[[ SUPPLIED PASSAGE, beginning ]]
The effects of stretching can last for hours and help prevent injuries during more strenuous exercise. Additionally, well-stretched muscles can bear more pressure and achieve full range of motion, which makes it easier to perform more active forms of exercise.
Passive Range of Motion Exercises
Even if you have no motor control in your legs, individuals with paraplegia can benefit from physical therapy. Physical therapy for those with severe paraplegia typically involves practicing passive range of motion exercises.
During passive exercise, someone else moves your paralyzed limbs for you; however, most individuals with paraplegia should be able to use their arms to move their legs.
Practicing passive range of motion exercises will help prevent joint stiffness, promote circulation, and stimulate the spinal cord.
Due to limited motor control in the legs, many individuals with paraplegia become less physically active. Strengthening exercises are an essential part of physical therapy for paraplegia because they help maintain muscle mass.
Lack of movement and weight-bearing after SCI can cause the muscles to shrink. Individuals with muscle atrophy are more susceptible to falls, fractures, poor circulation, and decreased metabolic rate.
[[ SUPPLIED PASSAGE, end ]]
[[ EXTRACTED RECORDS, beginning ]]
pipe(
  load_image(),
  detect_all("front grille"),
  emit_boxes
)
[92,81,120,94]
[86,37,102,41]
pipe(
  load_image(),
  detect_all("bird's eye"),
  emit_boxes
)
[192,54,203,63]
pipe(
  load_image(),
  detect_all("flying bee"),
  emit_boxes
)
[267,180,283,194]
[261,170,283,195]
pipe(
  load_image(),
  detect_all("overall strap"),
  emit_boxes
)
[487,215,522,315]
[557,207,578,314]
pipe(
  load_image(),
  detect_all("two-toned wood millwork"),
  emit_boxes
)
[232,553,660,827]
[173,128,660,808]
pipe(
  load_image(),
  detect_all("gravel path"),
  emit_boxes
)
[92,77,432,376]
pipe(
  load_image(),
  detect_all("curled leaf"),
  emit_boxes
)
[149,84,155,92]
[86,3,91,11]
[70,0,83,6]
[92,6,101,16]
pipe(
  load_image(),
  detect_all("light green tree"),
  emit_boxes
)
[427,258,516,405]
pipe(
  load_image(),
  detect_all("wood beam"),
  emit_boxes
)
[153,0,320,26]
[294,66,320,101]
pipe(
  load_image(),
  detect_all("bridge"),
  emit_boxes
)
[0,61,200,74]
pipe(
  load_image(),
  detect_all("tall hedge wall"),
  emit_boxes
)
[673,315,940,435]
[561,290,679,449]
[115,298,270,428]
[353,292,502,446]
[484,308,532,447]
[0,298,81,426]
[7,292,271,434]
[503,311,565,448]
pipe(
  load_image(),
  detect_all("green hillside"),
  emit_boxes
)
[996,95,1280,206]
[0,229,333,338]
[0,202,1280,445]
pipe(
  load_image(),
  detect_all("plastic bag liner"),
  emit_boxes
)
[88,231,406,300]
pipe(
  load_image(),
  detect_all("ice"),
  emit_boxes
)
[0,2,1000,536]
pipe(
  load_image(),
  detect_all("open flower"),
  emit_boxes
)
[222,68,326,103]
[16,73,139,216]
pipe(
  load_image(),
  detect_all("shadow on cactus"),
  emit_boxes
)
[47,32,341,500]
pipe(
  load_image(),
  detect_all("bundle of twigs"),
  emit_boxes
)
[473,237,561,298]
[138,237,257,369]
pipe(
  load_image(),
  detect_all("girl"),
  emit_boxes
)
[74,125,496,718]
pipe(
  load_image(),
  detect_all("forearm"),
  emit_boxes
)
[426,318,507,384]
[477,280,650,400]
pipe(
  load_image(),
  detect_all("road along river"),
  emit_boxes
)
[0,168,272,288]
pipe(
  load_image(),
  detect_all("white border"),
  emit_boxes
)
[[ EXTRACTED RECORDS, end ]]
§ **WORK TO COMPLETE**:
1. Based on the passage about physical therapy for paraplegia, decide whether each statement agrees with it: (a) in passive exercise, another person moves the paralyzed limbs; (b) the effects of stretching last only a few minutes; (c) strengthening exercises help maintain muscle mass. For each, answer yes or no and quote the deciding words.
2. Translate this sentence from the paraplegia therapy passage into Spanish: "Practicing passive range of motion exercises will help prevent joint stiffness, promote circulation, and stimulate the spinal cord."
3. Carry on the passage about physical therapy for paraplegia, starting after its last sentence.

§ **RESULTS OF THE EXERCISE**:
1.
(a) Yes: "During passive exercise, someone else moves your paralyzed limbs for you"
(b) No: "The effects of stretching can last for hours"
(c) Yes: "they help maintain muscle mass"

2. Practicar ejercicios pasivos de amplitud de movimiento ayudará a prevenir la rigidez articular, favorecer la circulación y estimular la médula espinal.

3.
Practicing strengthening exercises at physical therapy will help prevent muscle atrophy and make it easier to perform everyday activities.
Gait training is a type of physical therapy that focuses on learning to walk again after paraplegia. It often involves the use of supportive devices like parallel bars, walkers, and weight-bearing equipment.
Gait training not only focuses on developing coordination and strength in the legs, but also on building balance through the core. For example, you’ll learn how to stand and shift your weight from one side to the other without losing stability.
Generally, gait training will focus on improving form and safety during upright mobility. To do this, individuals may use a harness while using a treadmill or perform exercises in the pool. As patients improve their form and develop more strength in the legs, they’ll gradually be able to bear more weight on their hips, knees, and ankles.
How Long Do I Need to Participate in Physical Therapy for Paraplegia?
Because every spinal cord injury is unique, paraplegia recovery time will vary for each individual. As previously mentioned, intensity, specificity, and time play critical roles in the recovery process.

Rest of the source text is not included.